(Picture annotation entries)
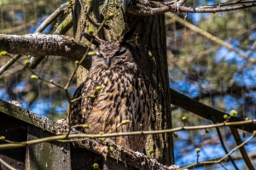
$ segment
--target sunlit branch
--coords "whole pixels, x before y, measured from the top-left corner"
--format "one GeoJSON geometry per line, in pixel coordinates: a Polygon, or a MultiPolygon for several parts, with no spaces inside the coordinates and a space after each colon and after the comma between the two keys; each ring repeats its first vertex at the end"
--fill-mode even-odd
{"type": "MultiPolygon", "coordinates": [[[[8,54],[8,55],[9,55],[8,54]]],[[[7,71],[14,63],[15,63],[22,55],[14,55],[9,61],[0,67],[0,76],[7,71]]]]}
{"type": "MultiPolygon", "coordinates": [[[[24,36],[0,34],[0,51],[25,55],[58,55],[79,60],[87,49],[73,37],[58,35],[26,34],[24,36]]],[[[89,61],[87,61],[89,62],[89,61]]]]}
{"type": "Polygon", "coordinates": [[[234,1],[231,3],[224,3],[202,6],[202,7],[194,7],[194,8],[182,6],[183,5],[183,1],[182,1],[182,3],[176,1],[163,3],[159,8],[150,8],[148,6],[145,8],[138,8],[134,5],[130,5],[126,12],[137,15],[149,16],[149,15],[160,14],[166,12],[216,13],[216,12],[224,12],[224,11],[237,10],[241,8],[252,8],[256,6],[255,1],[234,1]],[[245,4],[245,3],[248,3],[248,4],[245,4]],[[224,7],[229,5],[230,7],[224,7]]]}
{"type": "Polygon", "coordinates": [[[4,167],[6,167],[9,170],[16,170],[12,166],[9,165],[7,162],[5,162],[3,159],[0,158],[0,163],[3,164],[4,167]]]}
{"type": "MultiPolygon", "coordinates": [[[[233,128],[233,127],[230,127],[230,131],[232,133],[232,135],[234,137],[236,144],[237,145],[241,144],[241,139],[240,138],[240,134],[239,134],[237,129],[235,128],[233,128]]],[[[251,159],[248,156],[248,154],[247,154],[246,149],[244,148],[244,146],[241,146],[239,148],[239,150],[240,150],[240,153],[241,153],[241,155],[242,156],[242,159],[244,160],[244,162],[245,162],[246,165],[247,166],[248,169],[254,169],[253,165],[253,163],[251,162],[251,159]]]]}
{"type": "MultiPolygon", "coordinates": [[[[119,136],[131,136],[131,135],[142,135],[142,134],[159,134],[159,133],[173,133],[183,130],[195,130],[195,129],[205,129],[205,128],[212,128],[216,127],[224,127],[224,126],[232,126],[235,127],[236,125],[244,125],[250,124],[252,122],[255,122],[256,120],[249,120],[249,121],[242,121],[236,122],[222,122],[218,124],[212,125],[201,125],[201,126],[190,126],[190,127],[179,127],[172,129],[164,129],[164,130],[154,130],[154,131],[137,131],[137,132],[128,132],[128,133],[103,133],[103,134],[69,134],[67,138],[67,134],[47,137],[38,139],[34,140],[29,140],[25,142],[16,142],[12,144],[0,144],[0,150],[5,149],[12,149],[12,148],[20,148],[25,147],[31,144],[40,144],[43,142],[51,142],[55,140],[62,140],[62,139],[79,139],[79,138],[88,138],[88,139],[96,139],[96,138],[110,138],[110,137],[119,137],[119,136]]],[[[75,139],[73,140],[75,141],[75,139]]]]}
{"type": "Polygon", "coordinates": [[[182,167],[181,169],[187,169],[189,167],[192,167],[194,166],[199,165],[199,164],[214,164],[214,163],[219,163],[221,162],[223,160],[224,160],[228,156],[230,156],[230,154],[232,154],[234,151],[236,151],[237,149],[239,149],[240,147],[243,146],[244,144],[246,144],[249,140],[251,140],[253,138],[255,137],[255,134],[253,134],[250,138],[248,138],[247,140],[245,140],[243,143],[241,143],[241,144],[239,144],[238,146],[236,146],[236,148],[234,148],[231,151],[229,152],[229,154],[225,155],[224,156],[223,156],[222,158],[220,158],[219,160],[216,160],[216,161],[211,161],[211,162],[195,162],[193,163],[191,165],[189,165],[187,167],[182,167]]]}
{"type": "MultiPolygon", "coordinates": [[[[202,103],[200,103],[172,88],[170,88],[169,93],[171,98],[171,104],[181,107],[189,111],[191,111],[192,113],[196,114],[205,119],[212,121],[212,116],[213,116],[217,122],[224,122],[225,121],[224,119],[224,116],[226,115],[226,113],[213,109],[212,107],[207,106],[202,103]]],[[[237,116],[231,116],[229,119],[229,122],[236,122],[243,120],[244,119],[241,119],[237,116]]],[[[242,126],[237,124],[235,128],[242,129],[249,133],[253,133],[254,130],[256,130],[256,124],[251,123],[242,126]]]]}
{"type": "Polygon", "coordinates": [[[54,13],[52,13],[36,30],[34,33],[42,32],[49,25],[50,25],[56,18],[58,18],[66,8],[68,7],[68,3],[61,4],[54,13]]]}
{"type": "MultiPolygon", "coordinates": [[[[73,26],[72,21],[73,21],[72,13],[70,13],[61,22],[61,24],[56,28],[53,35],[65,34],[73,26]]],[[[32,69],[35,69],[44,58],[45,56],[44,55],[37,56],[37,57],[32,56],[30,60],[29,67],[32,69]]]]}

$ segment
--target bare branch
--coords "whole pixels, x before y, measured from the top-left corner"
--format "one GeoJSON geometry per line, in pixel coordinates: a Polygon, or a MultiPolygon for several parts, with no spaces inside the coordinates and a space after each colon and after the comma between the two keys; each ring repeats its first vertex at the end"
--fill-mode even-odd
{"type": "MultiPolygon", "coordinates": [[[[201,104],[172,88],[170,88],[169,95],[171,97],[171,103],[176,106],[191,111],[205,119],[212,121],[212,116],[213,116],[216,122],[224,122],[225,121],[225,119],[224,119],[224,116],[226,115],[226,113],[224,112],[219,111],[218,110],[213,109],[212,107],[201,104]]],[[[241,121],[244,121],[244,119],[236,116],[231,116],[230,119],[229,120],[230,122],[241,122],[241,121]]],[[[254,123],[246,124],[242,126],[237,125],[234,127],[236,128],[240,128],[249,133],[253,133],[254,130],[256,130],[256,124],[254,123]]]]}
{"type": "Polygon", "coordinates": [[[68,3],[65,3],[61,5],[50,16],[49,16],[37,29],[34,33],[42,32],[50,23],[52,23],[58,16],[60,16],[66,8],[68,7],[68,3]]]}
{"type": "MultiPolygon", "coordinates": [[[[234,137],[234,139],[235,139],[236,144],[237,145],[241,144],[241,139],[240,138],[240,135],[238,133],[237,129],[234,128],[233,127],[230,127],[230,131],[231,131],[231,133],[233,134],[233,137],[234,137]]],[[[251,162],[251,159],[248,156],[248,154],[247,154],[246,149],[244,148],[244,146],[240,147],[239,150],[240,150],[241,155],[242,156],[242,159],[244,160],[245,163],[247,164],[248,169],[250,169],[250,170],[255,169],[253,167],[253,163],[251,162]]]]}
{"type": "Polygon", "coordinates": [[[183,0],[181,2],[172,1],[169,3],[161,3],[161,5],[158,8],[145,7],[145,8],[138,8],[134,7],[133,5],[130,5],[127,8],[127,12],[137,15],[149,16],[149,15],[160,14],[166,12],[216,13],[216,12],[237,10],[241,8],[248,8],[256,6],[255,1],[253,0],[234,1],[230,3],[224,3],[219,4],[213,4],[213,5],[196,7],[196,8],[183,7],[183,5],[185,2],[186,1],[183,0]],[[237,5],[237,6],[234,6],[234,5],[237,5]],[[224,6],[230,6],[230,7],[224,7],[224,6]]]}
{"type": "MultiPolygon", "coordinates": [[[[0,51],[26,55],[58,55],[71,60],[80,60],[87,47],[72,37],[57,35],[26,34],[24,36],[0,34],[0,51]]],[[[86,58],[83,65],[89,65],[86,58]]]]}

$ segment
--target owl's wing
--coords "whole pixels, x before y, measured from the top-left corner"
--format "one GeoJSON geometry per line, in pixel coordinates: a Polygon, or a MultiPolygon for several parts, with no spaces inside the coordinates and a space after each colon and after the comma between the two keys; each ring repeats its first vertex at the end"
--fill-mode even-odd
{"type": "Polygon", "coordinates": [[[89,75],[87,79],[76,89],[72,100],[77,99],[71,105],[71,124],[84,124],[86,118],[92,110],[94,98],[90,98],[91,94],[95,94],[96,87],[99,86],[99,82],[94,80],[92,75],[89,75]]]}

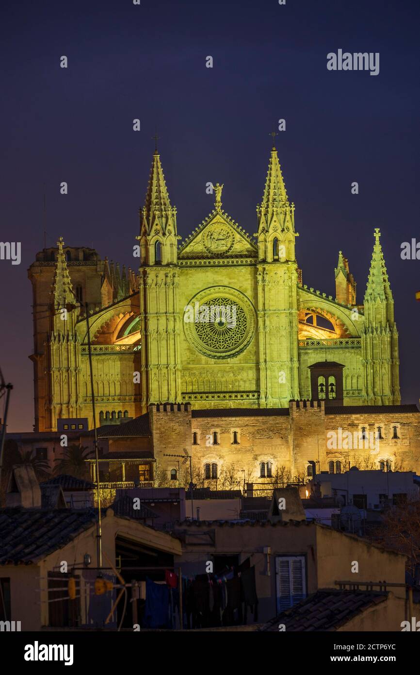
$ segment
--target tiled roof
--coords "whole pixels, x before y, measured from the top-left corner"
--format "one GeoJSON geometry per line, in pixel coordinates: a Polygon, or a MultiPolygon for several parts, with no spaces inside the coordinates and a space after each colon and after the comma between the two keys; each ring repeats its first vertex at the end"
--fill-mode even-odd
{"type": "Polygon", "coordinates": [[[55,476],[49,481],[41,483],[41,485],[61,485],[63,490],[92,490],[95,487],[94,483],[84,481],[82,478],[76,478],[65,473],[60,474],[59,476],[55,476]]]}
{"type": "Polygon", "coordinates": [[[140,520],[159,517],[157,513],[155,513],[148,506],[145,506],[141,502],[140,509],[133,508],[133,497],[125,495],[124,497],[121,497],[121,499],[114,502],[111,508],[116,516],[126,516],[127,518],[139,518],[140,520]]]}
{"type": "MultiPolygon", "coordinates": [[[[100,455],[99,457],[100,460],[149,460],[150,461],[155,462],[156,460],[153,458],[153,452],[150,450],[125,450],[124,452],[107,452],[103,455],[100,455]]],[[[90,458],[89,462],[95,462],[94,458],[90,458]]]]}
{"type": "Polygon", "coordinates": [[[368,608],[384,602],[387,597],[388,593],[374,591],[324,589],[286,610],[260,630],[278,632],[279,624],[284,624],[286,632],[336,630],[368,608]]]}
{"type": "Polygon", "coordinates": [[[0,509],[0,564],[29,564],[65,546],[97,518],[95,509],[0,509]]]}
{"type": "Polygon", "coordinates": [[[313,525],[311,520],[251,520],[247,518],[241,520],[177,520],[177,527],[289,527],[313,525]]]}
{"type": "Polygon", "coordinates": [[[278,417],[289,414],[289,408],[215,408],[191,410],[192,417],[278,417]]]}
{"type": "MultiPolygon", "coordinates": [[[[93,434],[93,431],[90,434],[93,434]]],[[[134,437],[134,436],[151,436],[152,432],[149,425],[149,413],[139,417],[135,417],[129,422],[124,422],[119,425],[106,425],[104,427],[98,427],[98,437],[111,438],[120,437],[134,437]]]]}
{"type": "MultiPolygon", "coordinates": [[[[241,490],[210,490],[210,488],[193,490],[193,500],[237,500],[241,496],[241,490]]],[[[185,492],[185,499],[191,499],[189,490],[185,492]]]]}
{"type": "Polygon", "coordinates": [[[380,412],[401,414],[404,412],[419,412],[419,408],[415,404],[404,406],[328,406],[325,408],[326,415],[377,415],[380,412]]]}
{"type": "Polygon", "coordinates": [[[66,504],[61,485],[40,485],[41,508],[65,508],[66,504]]]}

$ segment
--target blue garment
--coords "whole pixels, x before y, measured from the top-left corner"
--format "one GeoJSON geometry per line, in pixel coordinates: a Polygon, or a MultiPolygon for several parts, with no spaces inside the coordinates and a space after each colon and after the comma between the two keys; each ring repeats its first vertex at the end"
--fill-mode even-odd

> **Task statement**
State how many lines of the material contain the string "branch", treating uppercase and lowercase as different, and give only the number.

> **Exercise answer**
2